◆ **SELECTED TEXT**
Each hour of that day I wondered what he was up to, but a phone call never came. He made it through the day. Still, it was the hugest relief of my life to pick him up, take him home and resume our usual after-nap snack and storytime.
The reluctance went both ways. Early on, as I drove him home from preschool, Henry would ask what Elliott and I had done all day and always said he wanted to do that with us, too. And it broke my heart when he told me that he was sad at school because he didn’t see me there.
By the end of the first week, I’m pretty sure we both wanted it to end, but I kept taking him day after day, knowing that eventually we would adjust and it would be rewarding for everyone, especially Elliott. My youngest child had never had one-on-one time with mama, and was in need of the time and space to work on his speech without big brother talking over him.
But once we got past the worst of the homesickness, the biggest challenge was staying well. Never having been in daycare for long, Henry picked up every non-COVID illness around.
The first two bouts were the worst, since I was sure he would get COVID right off the bat. He had his first rapid tests and bravely got through them clinging to a favorite stuffed toy and cuddling up to re-read a How Tanks Work book with me over and over.
We all got sick so many times and for so long that when I would hop in the car to pick Henry up in the afternoons, Google Maps would ask, Would you like to go to NWA Pediatrics today? Often we did. We went at least once a week (sometimes twice or more) for more than 2 months. I asked the front desk for a punch card.

◆ **EXERCISE**
Summarize the passage about Henry starting preschool in two sentences. The records were taken from a different source.

[Excerpts from a dataset]
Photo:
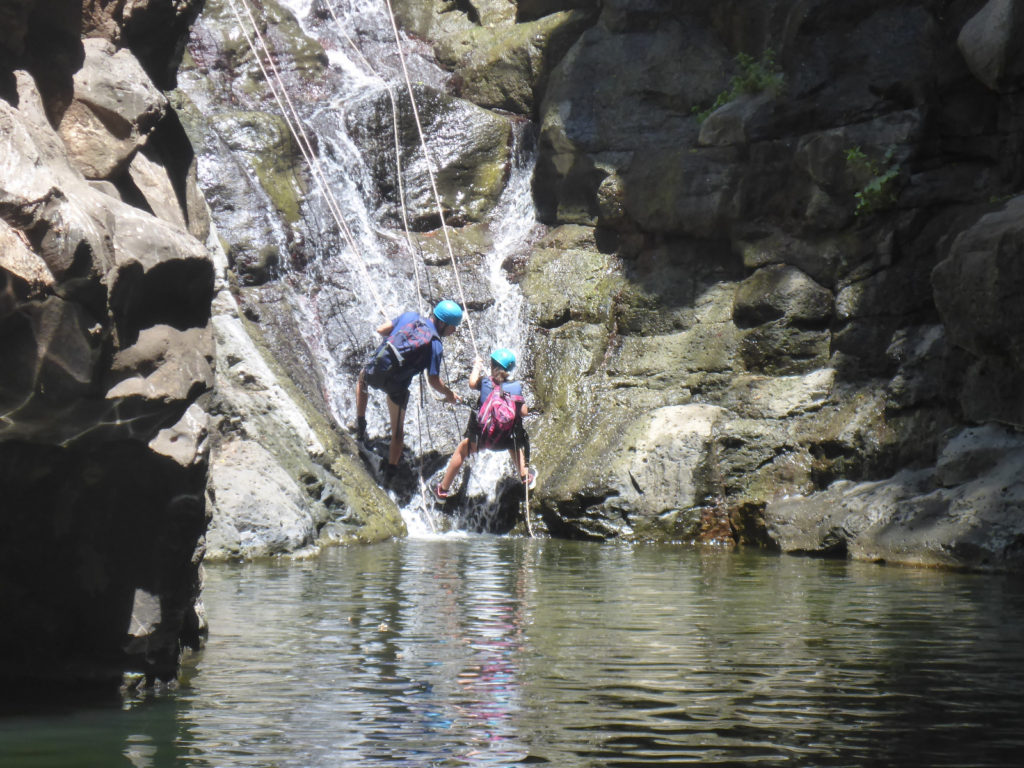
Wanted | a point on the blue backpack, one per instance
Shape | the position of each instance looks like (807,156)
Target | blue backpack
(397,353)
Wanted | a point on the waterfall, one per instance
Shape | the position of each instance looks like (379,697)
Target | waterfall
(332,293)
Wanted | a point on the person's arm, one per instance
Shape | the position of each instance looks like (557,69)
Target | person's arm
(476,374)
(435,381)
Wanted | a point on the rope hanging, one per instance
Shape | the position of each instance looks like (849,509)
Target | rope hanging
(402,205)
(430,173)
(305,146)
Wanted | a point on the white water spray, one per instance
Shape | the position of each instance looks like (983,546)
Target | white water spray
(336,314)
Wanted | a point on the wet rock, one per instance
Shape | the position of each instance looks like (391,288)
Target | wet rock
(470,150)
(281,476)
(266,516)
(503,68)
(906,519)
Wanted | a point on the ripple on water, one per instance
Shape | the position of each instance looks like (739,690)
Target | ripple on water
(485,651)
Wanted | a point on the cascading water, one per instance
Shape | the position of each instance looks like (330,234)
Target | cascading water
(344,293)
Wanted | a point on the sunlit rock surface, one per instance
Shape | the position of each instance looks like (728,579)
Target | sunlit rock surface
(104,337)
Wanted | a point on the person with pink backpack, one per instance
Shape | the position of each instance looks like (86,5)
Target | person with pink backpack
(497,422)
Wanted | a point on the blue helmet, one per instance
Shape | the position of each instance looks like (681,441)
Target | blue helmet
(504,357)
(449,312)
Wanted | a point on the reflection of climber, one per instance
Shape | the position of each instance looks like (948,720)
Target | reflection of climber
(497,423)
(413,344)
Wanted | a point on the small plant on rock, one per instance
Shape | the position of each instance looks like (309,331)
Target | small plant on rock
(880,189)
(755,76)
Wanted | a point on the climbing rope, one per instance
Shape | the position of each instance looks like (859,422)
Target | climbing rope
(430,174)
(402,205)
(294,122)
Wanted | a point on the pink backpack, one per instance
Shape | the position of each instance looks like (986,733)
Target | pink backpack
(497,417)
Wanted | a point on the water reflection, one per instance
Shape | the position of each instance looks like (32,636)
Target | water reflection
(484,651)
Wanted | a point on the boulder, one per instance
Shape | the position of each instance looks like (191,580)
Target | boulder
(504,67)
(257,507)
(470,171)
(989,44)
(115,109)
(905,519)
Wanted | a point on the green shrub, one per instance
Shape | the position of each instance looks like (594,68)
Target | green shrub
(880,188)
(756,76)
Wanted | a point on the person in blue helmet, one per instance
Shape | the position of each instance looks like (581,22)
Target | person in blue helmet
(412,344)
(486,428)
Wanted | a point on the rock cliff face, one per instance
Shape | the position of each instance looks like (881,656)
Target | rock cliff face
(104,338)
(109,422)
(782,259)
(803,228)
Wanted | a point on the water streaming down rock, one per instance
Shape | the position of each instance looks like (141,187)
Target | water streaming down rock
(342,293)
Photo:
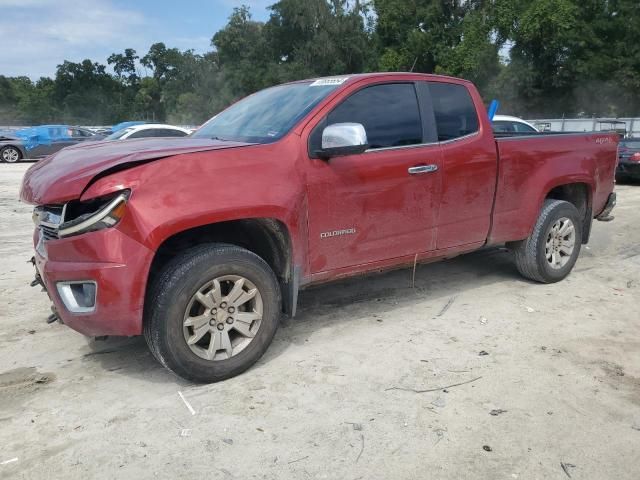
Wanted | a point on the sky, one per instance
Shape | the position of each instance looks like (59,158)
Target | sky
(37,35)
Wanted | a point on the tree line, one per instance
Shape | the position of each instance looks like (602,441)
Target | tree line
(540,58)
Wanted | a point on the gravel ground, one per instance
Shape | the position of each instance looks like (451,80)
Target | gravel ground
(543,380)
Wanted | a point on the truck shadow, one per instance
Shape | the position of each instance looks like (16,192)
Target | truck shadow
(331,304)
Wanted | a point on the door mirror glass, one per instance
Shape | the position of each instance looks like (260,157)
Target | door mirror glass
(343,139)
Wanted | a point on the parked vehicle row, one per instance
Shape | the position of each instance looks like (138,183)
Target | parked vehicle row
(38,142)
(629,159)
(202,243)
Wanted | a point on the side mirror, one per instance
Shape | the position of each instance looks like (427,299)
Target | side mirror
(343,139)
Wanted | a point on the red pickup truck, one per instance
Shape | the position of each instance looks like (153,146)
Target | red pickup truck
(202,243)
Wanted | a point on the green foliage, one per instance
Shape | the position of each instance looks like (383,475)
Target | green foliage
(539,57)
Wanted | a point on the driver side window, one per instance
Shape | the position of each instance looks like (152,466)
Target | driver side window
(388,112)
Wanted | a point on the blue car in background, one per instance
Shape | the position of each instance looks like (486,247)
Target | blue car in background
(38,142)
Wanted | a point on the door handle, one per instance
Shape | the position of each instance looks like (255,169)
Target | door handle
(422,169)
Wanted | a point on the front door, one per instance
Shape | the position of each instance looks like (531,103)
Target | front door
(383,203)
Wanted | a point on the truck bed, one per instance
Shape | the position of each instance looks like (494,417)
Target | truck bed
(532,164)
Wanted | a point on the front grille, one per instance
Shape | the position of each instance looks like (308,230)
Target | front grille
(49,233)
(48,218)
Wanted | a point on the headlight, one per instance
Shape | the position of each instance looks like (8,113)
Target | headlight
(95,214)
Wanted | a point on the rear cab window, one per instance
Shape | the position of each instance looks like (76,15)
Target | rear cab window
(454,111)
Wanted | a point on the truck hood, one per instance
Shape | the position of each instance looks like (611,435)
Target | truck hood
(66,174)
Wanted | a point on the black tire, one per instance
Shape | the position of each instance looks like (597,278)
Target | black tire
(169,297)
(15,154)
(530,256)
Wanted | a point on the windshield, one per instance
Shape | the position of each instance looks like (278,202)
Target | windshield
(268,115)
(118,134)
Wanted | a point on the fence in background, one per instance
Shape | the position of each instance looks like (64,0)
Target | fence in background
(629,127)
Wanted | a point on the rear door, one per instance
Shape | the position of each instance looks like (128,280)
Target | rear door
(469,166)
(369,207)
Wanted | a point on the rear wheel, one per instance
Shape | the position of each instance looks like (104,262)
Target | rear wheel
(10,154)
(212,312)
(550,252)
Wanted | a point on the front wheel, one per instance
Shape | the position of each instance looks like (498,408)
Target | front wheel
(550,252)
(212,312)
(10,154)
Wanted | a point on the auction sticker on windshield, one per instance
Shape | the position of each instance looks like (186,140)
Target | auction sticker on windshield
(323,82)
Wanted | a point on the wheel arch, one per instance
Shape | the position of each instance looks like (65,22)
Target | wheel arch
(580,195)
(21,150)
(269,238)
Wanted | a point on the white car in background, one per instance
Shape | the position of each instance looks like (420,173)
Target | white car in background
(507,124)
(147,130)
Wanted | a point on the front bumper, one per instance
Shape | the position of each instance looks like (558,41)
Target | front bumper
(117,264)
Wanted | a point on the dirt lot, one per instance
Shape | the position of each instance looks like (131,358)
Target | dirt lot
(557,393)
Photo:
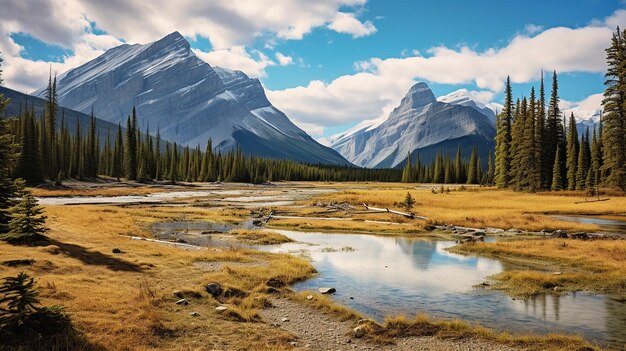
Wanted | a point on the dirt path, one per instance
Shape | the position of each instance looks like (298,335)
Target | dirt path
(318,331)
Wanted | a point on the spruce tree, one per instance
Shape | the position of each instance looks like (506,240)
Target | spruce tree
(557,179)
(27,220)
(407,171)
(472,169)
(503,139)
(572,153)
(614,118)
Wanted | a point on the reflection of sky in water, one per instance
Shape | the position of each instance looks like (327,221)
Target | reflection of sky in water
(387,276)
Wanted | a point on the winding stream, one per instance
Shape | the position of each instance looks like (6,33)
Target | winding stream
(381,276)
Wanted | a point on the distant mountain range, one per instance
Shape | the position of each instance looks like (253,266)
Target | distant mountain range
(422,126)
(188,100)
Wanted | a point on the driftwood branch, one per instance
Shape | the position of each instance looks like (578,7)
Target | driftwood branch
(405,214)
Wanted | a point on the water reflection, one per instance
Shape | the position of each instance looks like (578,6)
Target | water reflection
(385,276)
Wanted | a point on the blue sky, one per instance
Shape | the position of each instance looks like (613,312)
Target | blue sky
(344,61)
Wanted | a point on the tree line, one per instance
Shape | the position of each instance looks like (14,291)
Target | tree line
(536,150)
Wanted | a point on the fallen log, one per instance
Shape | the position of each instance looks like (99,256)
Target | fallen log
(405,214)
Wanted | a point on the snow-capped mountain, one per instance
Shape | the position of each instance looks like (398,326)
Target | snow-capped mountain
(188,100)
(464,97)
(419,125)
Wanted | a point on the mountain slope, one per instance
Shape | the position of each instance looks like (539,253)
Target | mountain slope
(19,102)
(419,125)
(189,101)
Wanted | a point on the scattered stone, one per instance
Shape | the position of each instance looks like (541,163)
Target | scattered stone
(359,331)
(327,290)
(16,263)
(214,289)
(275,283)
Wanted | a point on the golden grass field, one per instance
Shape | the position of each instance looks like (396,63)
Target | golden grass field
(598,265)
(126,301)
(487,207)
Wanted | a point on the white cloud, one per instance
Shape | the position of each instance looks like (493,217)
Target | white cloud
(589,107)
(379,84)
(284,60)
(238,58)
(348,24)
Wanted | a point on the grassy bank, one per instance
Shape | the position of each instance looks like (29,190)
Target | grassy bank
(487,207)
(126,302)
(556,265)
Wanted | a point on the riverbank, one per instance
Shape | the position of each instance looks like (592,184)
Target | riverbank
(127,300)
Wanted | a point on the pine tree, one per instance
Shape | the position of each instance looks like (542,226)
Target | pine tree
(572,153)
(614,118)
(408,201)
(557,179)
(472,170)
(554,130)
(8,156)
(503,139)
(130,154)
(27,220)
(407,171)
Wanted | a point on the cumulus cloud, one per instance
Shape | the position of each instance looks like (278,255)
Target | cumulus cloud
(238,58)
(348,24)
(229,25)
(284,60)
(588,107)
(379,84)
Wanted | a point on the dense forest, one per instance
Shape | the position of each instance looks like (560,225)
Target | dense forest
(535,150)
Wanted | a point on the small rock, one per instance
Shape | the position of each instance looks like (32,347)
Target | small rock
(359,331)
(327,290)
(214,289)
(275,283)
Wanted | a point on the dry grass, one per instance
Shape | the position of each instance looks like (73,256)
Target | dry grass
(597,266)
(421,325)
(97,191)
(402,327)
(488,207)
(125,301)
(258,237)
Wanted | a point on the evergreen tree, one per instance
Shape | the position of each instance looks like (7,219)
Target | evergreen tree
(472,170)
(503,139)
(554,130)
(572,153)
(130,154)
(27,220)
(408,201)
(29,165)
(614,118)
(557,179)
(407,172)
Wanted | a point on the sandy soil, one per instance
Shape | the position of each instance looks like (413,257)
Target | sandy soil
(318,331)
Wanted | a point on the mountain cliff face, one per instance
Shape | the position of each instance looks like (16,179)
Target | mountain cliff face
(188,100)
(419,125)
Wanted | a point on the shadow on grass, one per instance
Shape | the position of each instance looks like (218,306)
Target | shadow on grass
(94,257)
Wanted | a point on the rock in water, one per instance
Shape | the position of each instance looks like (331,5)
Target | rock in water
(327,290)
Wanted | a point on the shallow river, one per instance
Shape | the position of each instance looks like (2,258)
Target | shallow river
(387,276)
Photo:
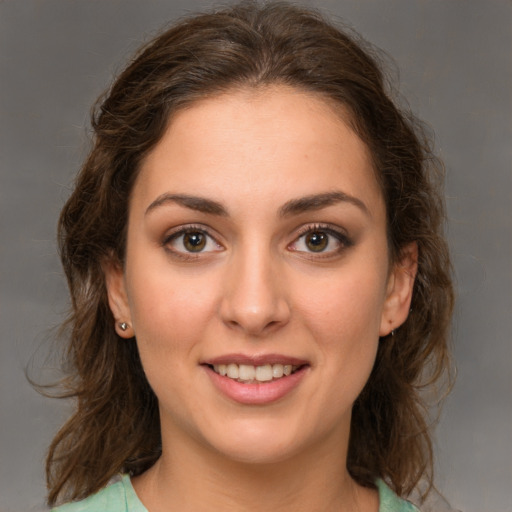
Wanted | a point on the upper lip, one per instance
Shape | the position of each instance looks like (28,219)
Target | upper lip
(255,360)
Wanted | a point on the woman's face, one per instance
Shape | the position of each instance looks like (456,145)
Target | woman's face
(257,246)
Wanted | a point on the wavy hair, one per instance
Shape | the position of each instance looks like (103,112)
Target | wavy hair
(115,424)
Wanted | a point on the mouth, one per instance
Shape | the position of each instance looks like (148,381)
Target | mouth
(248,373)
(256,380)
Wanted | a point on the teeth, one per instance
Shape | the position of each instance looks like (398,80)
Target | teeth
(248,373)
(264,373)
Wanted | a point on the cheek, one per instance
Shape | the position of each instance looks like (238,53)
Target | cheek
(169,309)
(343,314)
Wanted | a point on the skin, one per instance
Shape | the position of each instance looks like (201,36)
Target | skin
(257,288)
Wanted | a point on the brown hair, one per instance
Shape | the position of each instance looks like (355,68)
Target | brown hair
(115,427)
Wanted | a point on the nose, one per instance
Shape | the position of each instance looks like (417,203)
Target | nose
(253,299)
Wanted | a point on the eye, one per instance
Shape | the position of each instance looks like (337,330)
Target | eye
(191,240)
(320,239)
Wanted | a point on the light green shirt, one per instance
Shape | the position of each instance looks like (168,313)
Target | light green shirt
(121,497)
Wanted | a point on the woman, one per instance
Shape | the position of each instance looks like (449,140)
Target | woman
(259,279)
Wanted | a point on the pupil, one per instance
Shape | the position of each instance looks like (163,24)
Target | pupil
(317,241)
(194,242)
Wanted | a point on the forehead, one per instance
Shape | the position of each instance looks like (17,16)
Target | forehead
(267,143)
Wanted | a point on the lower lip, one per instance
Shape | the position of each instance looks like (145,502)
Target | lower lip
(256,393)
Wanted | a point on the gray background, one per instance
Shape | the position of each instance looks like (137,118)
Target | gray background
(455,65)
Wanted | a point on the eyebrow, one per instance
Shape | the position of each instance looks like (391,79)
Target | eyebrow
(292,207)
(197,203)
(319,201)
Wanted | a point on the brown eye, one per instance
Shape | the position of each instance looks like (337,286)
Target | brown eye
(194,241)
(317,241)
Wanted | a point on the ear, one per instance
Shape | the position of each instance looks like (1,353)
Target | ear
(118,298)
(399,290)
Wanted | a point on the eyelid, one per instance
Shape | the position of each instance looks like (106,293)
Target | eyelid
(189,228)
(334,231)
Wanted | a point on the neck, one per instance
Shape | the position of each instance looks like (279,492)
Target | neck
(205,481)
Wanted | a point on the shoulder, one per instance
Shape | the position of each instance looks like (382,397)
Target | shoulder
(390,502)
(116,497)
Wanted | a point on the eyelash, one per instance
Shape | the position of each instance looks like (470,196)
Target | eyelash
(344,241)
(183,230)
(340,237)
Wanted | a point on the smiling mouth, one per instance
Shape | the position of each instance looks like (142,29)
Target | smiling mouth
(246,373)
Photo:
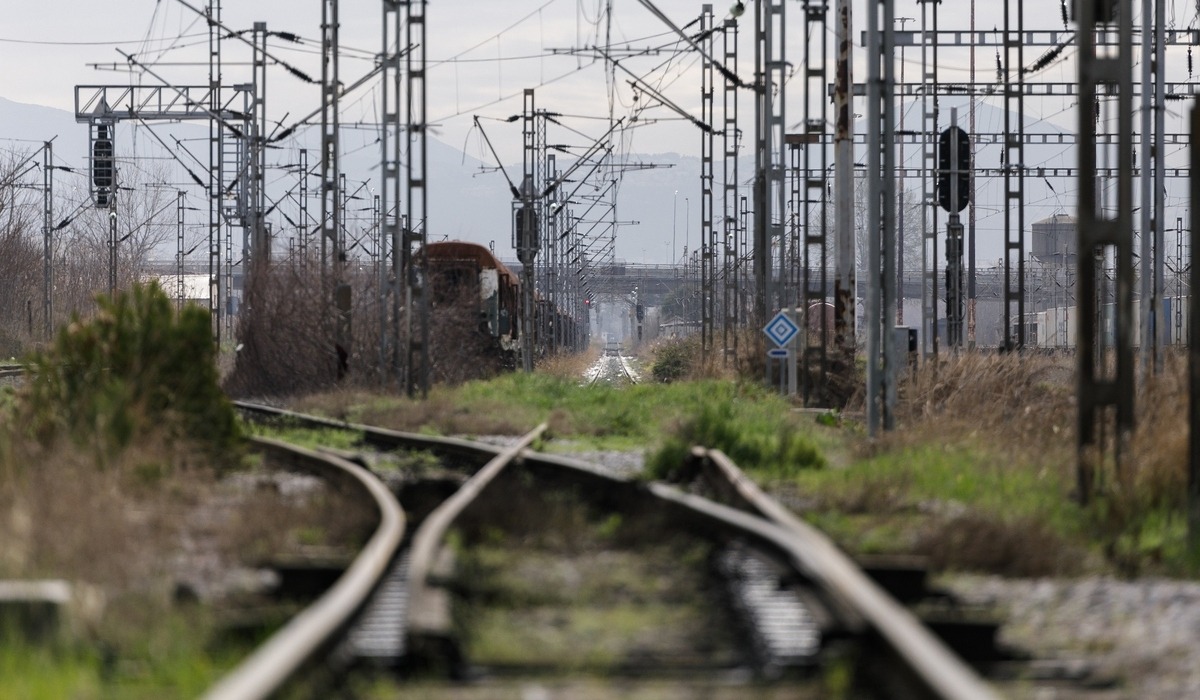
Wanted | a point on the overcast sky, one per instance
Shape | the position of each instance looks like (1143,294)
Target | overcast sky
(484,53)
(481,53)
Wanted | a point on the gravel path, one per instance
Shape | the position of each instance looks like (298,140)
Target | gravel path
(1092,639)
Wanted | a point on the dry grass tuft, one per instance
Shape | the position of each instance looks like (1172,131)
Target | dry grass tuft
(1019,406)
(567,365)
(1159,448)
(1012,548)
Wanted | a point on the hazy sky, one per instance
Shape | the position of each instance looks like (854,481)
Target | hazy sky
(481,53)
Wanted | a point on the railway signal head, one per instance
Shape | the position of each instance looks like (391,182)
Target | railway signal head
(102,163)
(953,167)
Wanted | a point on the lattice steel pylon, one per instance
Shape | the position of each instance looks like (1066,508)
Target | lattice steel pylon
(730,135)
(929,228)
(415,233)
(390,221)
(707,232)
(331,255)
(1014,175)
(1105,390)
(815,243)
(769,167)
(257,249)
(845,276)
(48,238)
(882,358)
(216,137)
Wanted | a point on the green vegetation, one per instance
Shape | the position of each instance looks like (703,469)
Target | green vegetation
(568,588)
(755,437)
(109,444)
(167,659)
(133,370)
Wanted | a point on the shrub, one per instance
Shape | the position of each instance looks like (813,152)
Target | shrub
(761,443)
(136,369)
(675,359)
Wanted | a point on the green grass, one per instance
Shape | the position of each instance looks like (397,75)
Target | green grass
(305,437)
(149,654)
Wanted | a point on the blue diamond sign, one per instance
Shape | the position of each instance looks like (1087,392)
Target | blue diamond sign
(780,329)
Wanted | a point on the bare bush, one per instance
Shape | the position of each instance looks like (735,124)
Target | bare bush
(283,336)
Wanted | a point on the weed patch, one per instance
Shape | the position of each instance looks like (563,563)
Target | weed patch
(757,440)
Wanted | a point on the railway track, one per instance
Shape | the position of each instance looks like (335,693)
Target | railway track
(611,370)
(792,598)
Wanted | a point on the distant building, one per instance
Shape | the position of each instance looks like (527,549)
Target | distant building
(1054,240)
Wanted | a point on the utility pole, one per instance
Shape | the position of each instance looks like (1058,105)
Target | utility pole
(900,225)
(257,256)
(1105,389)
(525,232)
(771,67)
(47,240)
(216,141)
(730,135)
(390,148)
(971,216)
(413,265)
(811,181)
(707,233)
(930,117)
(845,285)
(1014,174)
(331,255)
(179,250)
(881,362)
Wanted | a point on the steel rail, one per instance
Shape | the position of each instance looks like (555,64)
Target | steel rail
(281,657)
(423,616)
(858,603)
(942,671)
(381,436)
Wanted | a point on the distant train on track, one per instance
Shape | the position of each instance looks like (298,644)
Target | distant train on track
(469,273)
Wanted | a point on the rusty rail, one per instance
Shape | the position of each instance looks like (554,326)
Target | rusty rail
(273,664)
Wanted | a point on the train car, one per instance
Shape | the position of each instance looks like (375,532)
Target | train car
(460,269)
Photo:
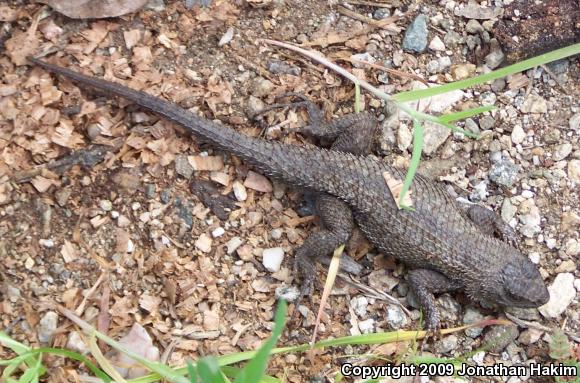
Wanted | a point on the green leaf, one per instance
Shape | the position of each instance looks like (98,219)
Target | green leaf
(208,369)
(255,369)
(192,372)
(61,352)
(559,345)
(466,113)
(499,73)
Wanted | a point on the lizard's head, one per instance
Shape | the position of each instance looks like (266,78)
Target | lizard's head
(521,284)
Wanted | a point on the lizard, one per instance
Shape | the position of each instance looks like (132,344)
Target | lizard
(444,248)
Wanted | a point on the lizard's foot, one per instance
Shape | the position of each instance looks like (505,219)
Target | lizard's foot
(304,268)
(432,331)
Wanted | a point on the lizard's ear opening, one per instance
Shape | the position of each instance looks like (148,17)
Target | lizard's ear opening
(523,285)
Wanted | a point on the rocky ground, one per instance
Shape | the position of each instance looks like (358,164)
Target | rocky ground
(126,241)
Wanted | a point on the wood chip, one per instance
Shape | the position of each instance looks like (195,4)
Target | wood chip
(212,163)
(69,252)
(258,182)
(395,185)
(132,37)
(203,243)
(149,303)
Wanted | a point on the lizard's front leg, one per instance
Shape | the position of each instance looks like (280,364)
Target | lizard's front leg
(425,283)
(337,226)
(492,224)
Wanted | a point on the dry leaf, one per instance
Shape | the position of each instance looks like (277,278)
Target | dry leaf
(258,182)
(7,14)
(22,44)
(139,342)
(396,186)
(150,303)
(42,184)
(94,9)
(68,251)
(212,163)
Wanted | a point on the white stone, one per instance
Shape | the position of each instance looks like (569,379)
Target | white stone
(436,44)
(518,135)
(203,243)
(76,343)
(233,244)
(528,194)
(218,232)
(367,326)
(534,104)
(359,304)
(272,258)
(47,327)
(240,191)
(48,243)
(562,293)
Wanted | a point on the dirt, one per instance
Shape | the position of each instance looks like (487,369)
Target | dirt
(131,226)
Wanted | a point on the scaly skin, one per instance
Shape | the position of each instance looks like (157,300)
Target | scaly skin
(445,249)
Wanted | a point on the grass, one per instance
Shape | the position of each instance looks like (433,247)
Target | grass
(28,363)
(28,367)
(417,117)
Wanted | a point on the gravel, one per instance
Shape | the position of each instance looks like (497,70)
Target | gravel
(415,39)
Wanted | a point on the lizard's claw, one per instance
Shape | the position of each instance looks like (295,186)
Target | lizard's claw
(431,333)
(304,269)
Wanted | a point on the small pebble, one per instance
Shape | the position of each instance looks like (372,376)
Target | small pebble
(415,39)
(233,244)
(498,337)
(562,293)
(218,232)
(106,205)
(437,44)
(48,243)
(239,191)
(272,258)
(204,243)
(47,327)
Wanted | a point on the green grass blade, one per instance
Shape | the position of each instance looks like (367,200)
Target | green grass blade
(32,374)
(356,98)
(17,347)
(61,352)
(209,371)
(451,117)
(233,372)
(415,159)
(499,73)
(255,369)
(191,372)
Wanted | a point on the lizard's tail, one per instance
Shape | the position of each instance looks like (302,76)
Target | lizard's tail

◆ **EXERCISE OUTPUT**
Henry's start at preschool was hard on both him and the writer, who kept taking him day after day in the expectation that they would adjust and that Elliott would get one-on-one time to work on his speech. Once the homesickness eased, staying well became the biggest challenge: Henry picked up every non-COVID illness around, and the family went to NWA Pediatrics at least once a week for more than two months.